## OBJECTIVE
Can you return, word for word, the records below from the line with "I bet you can't find the black wristband" through the line with "92 178 133 230", including both of those lines and nothing else?

## DATA PROVIDED
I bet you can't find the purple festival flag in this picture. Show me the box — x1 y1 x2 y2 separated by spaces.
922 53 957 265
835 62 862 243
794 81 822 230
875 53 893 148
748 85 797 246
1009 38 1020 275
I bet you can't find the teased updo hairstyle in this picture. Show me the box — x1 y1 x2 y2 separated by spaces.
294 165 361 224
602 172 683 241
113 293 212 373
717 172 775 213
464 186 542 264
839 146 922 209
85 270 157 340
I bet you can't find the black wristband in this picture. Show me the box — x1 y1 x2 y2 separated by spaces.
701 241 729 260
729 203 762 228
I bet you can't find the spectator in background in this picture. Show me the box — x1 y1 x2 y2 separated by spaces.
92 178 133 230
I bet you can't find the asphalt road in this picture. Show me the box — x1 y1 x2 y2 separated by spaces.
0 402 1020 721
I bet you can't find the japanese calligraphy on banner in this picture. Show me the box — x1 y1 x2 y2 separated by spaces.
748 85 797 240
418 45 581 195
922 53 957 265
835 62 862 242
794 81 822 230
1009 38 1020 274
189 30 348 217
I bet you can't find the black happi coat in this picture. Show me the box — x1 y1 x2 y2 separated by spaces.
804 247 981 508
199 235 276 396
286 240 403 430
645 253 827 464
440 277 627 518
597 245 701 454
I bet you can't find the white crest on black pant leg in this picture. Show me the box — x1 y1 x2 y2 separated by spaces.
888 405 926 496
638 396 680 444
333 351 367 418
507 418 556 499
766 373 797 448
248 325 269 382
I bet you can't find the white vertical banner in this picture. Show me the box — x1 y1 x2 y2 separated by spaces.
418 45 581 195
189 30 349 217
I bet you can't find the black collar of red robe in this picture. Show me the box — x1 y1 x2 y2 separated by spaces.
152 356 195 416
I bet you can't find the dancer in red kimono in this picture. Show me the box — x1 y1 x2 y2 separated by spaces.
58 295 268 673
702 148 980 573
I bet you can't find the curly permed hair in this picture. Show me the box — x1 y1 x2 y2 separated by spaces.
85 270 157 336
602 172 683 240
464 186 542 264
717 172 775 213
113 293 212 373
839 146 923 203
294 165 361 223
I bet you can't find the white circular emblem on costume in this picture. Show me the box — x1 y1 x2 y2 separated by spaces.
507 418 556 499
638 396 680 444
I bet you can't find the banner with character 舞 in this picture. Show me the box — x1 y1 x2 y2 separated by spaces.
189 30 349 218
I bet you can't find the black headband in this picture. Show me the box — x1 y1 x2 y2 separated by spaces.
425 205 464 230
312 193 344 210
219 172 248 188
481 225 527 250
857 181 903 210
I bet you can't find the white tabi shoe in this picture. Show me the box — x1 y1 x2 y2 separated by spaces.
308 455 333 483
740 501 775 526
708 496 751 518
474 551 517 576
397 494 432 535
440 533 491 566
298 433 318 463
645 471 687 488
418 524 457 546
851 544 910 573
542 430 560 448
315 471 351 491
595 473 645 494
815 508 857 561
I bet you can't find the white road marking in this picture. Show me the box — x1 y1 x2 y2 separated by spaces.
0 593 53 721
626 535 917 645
==
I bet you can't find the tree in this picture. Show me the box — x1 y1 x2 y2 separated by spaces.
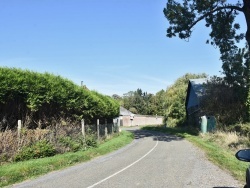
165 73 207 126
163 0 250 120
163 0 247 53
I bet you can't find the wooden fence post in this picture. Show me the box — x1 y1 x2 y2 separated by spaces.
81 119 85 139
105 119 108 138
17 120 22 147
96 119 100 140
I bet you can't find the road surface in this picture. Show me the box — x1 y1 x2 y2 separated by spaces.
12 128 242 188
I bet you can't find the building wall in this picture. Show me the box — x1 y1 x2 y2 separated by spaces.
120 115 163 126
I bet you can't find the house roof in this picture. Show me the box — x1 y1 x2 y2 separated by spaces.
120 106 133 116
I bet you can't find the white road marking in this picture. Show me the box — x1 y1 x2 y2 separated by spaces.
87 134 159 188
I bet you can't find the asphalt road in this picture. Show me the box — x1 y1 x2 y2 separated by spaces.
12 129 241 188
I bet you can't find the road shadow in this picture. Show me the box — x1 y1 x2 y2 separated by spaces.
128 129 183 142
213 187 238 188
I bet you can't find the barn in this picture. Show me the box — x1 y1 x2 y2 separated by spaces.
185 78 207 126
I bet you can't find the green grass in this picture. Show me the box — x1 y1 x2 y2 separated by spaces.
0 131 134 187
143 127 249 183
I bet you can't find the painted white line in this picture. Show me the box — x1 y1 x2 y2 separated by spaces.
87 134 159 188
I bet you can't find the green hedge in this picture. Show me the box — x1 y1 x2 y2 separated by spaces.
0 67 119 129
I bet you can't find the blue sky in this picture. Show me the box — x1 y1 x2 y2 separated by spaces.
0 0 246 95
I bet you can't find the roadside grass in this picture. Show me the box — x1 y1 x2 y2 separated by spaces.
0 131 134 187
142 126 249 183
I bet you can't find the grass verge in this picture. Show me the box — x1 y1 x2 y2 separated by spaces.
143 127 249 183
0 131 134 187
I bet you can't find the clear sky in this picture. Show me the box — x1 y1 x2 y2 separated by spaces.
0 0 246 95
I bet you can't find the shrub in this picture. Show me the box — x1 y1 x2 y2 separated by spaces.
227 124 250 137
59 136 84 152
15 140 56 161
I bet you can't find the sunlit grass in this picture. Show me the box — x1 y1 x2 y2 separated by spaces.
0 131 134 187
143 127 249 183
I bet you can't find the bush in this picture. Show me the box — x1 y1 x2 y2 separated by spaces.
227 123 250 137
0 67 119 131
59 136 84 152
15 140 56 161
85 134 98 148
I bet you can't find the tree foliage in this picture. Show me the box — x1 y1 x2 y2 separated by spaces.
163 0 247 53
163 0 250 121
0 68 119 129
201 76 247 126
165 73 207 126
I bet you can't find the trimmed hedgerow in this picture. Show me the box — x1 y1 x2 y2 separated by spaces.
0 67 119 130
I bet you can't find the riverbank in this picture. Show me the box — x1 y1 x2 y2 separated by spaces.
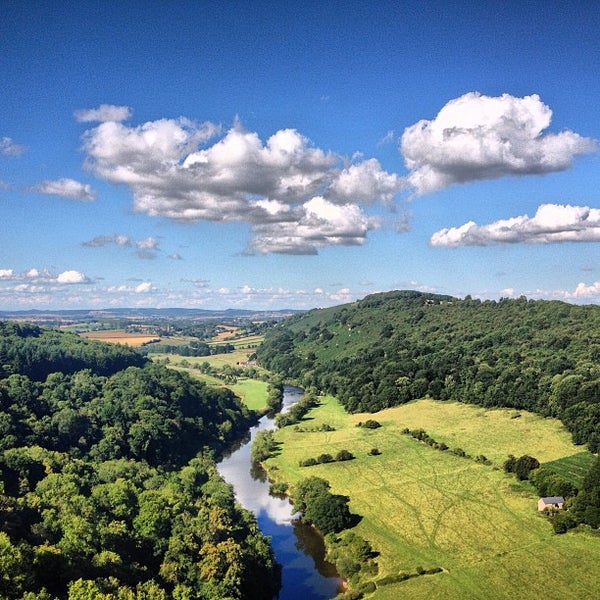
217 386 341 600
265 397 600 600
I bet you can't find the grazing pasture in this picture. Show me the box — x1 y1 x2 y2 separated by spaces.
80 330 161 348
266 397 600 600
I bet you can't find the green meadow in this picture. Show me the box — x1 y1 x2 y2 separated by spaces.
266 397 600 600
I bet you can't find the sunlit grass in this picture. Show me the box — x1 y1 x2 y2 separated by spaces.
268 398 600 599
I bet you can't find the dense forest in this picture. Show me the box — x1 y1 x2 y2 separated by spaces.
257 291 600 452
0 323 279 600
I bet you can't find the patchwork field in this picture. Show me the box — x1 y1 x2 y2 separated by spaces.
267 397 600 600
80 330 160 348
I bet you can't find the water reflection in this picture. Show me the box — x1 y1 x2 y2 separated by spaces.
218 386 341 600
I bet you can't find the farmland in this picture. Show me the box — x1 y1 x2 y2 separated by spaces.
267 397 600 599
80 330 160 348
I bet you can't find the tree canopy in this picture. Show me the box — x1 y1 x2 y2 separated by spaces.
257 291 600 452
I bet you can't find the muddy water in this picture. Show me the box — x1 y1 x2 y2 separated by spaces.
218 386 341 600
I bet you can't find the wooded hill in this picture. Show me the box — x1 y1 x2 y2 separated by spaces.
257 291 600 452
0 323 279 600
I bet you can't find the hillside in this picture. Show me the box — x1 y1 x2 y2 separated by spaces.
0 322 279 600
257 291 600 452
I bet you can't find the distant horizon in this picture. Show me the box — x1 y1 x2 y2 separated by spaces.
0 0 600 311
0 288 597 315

## EXERCISE RESULT
I bet you can't find the black wristband in this picture. Show me the box — x1 y1 x2 y2 separated by spaces.
701 241 729 260
729 203 762 228
I bet you can't find the spectator in background in this picture. Show me the box — x1 y1 x2 y2 separated by spaces.
92 178 133 230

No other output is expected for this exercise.